TASK DESCRIPTION
Return the records below exactly as they are written.

PROVIDED MATERIAL
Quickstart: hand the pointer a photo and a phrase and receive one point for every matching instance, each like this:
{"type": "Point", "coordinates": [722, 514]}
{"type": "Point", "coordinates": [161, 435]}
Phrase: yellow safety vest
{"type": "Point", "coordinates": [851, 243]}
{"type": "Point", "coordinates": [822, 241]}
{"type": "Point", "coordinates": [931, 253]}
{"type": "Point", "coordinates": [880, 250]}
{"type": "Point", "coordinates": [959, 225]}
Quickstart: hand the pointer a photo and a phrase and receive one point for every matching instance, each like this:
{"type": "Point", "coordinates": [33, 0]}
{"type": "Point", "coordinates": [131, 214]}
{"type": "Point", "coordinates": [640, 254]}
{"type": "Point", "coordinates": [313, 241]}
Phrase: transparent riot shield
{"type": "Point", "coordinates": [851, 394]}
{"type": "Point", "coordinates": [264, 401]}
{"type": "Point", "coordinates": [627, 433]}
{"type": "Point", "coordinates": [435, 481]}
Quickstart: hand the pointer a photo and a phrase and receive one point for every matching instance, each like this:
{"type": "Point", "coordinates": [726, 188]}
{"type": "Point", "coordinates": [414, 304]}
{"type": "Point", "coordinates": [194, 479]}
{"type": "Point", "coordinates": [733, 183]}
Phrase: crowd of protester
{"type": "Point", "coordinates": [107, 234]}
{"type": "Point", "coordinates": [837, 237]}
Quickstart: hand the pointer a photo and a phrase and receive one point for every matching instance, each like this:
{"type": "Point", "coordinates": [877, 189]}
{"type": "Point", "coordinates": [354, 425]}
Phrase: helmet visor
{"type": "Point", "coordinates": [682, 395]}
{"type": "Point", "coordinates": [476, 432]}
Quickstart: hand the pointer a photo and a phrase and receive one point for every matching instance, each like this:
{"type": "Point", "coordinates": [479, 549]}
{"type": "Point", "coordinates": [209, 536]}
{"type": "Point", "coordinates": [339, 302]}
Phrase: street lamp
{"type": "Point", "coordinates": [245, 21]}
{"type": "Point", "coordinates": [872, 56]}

RESULT FOR THIS EXERCISE
Quickstart: hand the pointer a photo and a phrase and receive one point for every matching instance, each like this:
{"type": "Point", "coordinates": [722, 514]}
{"type": "Point", "coordinates": [161, 435]}
Phrase: yellow safety vest
{"type": "Point", "coordinates": [851, 243]}
{"type": "Point", "coordinates": [822, 241]}
{"type": "Point", "coordinates": [931, 253]}
{"type": "Point", "coordinates": [880, 250]}
{"type": "Point", "coordinates": [959, 225]}
Quickstart: hand the pointer a photo and a phrase and receive one point for every matching instance, each like this:
{"type": "Point", "coordinates": [33, 0]}
{"type": "Point", "coordinates": [131, 214]}
{"type": "Point", "coordinates": [640, 254]}
{"type": "Point", "coordinates": [313, 241]}
Phrase: transparent riot shield
{"type": "Point", "coordinates": [851, 394]}
{"type": "Point", "coordinates": [264, 401]}
{"type": "Point", "coordinates": [627, 433]}
{"type": "Point", "coordinates": [435, 481]}
Quickstart: hand the pointer a photo and a phrase and receive one point for every matching instance, each like this:
{"type": "Point", "coordinates": [726, 188]}
{"type": "Point", "coordinates": [414, 304]}
{"type": "Point", "coordinates": [194, 479]}
{"type": "Point", "coordinates": [733, 183]}
Phrase: crowd of protester
{"type": "Point", "coordinates": [107, 234]}
{"type": "Point", "coordinates": [837, 237]}
Quickstart: hand the pointer a photo and a phrase and receive one point for every matching instance, each like this:
{"type": "Point", "coordinates": [877, 189]}
{"type": "Point", "coordinates": [354, 425]}
Phrase: helmet visor
{"type": "Point", "coordinates": [682, 395]}
{"type": "Point", "coordinates": [476, 432]}
Quickstart: hand the pointer a photo and a phrase and receive one point for every matching instance, each like this:
{"type": "Point", "coordinates": [479, 549]}
{"type": "Point", "coordinates": [209, 536]}
{"type": "Point", "coordinates": [339, 302]}
Phrase: street lamp
{"type": "Point", "coordinates": [245, 21]}
{"type": "Point", "coordinates": [872, 56]}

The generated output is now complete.